- _PROBLEM STATEMENT_
Recast the material below as a Markdown table with the columns Row and Line. Number each line and leave out any blank lines.

--- DATASET RECORDS ---

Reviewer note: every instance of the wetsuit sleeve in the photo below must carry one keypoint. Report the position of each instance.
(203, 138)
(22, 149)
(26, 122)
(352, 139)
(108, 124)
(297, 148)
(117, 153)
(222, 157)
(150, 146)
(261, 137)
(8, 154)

---

- _FINAL RESULT_
| Row | Line |
|---|---|
| 1 | Reviewer note: every instance of the wetsuit sleeve in the photo below must carry one keypoint. Report the position of each instance. |
| 2 | (203, 138) |
| 3 | (22, 149) |
| 4 | (26, 122) |
| 5 | (352, 139) |
| 6 | (108, 124) |
| 7 | (297, 148) |
| 8 | (117, 153) |
| 9 | (222, 157) |
| 10 | (150, 146) |
| 11 | (261, 137) |
| 12 | (8, 154) |